— Start of Records shown —

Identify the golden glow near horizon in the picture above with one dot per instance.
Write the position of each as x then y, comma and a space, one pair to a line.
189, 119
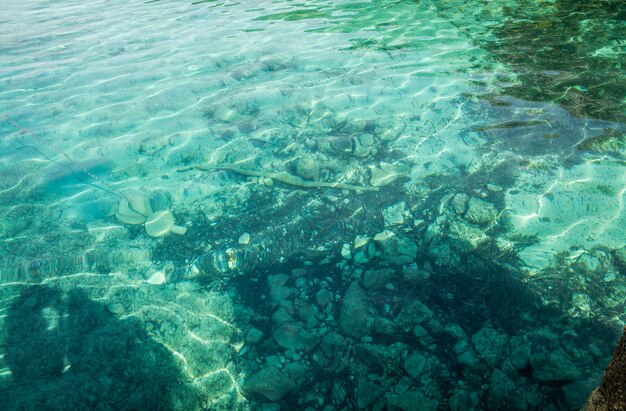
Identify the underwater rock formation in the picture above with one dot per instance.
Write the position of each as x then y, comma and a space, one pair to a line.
611, 394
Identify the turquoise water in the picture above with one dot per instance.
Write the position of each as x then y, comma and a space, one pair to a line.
314, 205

— End of Records shown —

Format the entries from the line containing "Identify the turquoise" through the end of the entries as a two-column CSV with the headers text and answer. Give one row per entry, put each field in quotation marks, and replace line breaks with spaces.

text,answer
"Identify the turquoise water in the picture above with one dot per instance. Write the position of each as x then y, comma and a space, one pair to a line.","314, 205"